BRIEF.
Retype every one of the items below line for line, changing nothing.

Source data
===

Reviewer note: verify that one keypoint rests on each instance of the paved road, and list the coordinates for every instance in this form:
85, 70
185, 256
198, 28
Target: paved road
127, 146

===

ANSWER TO THE EXERCISE.
Reviewer note: verify that one keypoint rests on each instance of the paved road, and list the coordinates for every instance in this form:
85, 70
185, 256
198, 28
Target: paved road
127, 146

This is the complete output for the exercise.